◆ Registros fornecidos

□ □ □

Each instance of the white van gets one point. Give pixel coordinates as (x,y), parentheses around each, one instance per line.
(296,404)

□ □ □

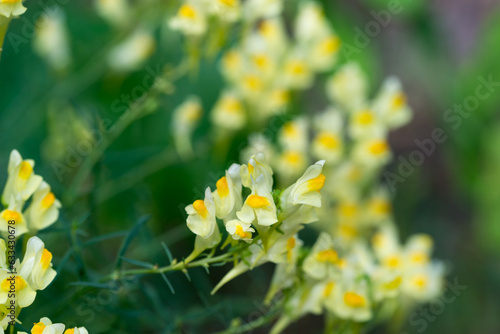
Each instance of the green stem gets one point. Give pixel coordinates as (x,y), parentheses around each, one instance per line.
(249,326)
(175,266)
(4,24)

□ □ □

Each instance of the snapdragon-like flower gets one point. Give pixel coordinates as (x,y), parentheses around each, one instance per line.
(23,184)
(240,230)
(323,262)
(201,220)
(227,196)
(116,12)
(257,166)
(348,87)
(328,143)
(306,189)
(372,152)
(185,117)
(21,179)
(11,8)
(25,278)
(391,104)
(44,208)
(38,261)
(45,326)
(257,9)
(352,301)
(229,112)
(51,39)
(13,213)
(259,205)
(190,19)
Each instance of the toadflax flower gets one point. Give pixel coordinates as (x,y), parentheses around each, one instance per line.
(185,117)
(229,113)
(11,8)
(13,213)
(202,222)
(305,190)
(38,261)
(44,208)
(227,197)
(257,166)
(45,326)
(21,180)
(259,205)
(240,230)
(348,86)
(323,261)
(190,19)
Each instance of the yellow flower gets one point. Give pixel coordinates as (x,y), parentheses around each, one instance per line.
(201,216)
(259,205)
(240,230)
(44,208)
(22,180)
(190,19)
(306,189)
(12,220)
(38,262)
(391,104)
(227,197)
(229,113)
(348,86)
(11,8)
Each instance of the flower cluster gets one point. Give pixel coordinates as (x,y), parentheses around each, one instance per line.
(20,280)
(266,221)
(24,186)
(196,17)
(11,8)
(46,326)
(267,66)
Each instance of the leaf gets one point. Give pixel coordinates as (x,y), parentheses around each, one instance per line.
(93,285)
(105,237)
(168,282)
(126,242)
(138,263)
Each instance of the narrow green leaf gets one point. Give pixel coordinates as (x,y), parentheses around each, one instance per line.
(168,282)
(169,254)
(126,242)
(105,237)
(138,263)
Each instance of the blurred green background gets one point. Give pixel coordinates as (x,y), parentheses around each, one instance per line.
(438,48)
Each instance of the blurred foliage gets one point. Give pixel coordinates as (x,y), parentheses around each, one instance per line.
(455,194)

□ □ □

◆ O que se pede
Reúna, dos registros acima, todas as linhas em que apareça a palavra "leaf". A distinção entre maiúsculas e minúsculas deve ser respeitada.

◆ Resultado da tarefa
Each instance of the leaf gets one point. Give pixel coordinates as (x,y), parentheses around each, one instance per line.
Each instance of the narrow green leaf gets one point. Give pixel coordinates as (x,y), parentheses around each, one instance per line.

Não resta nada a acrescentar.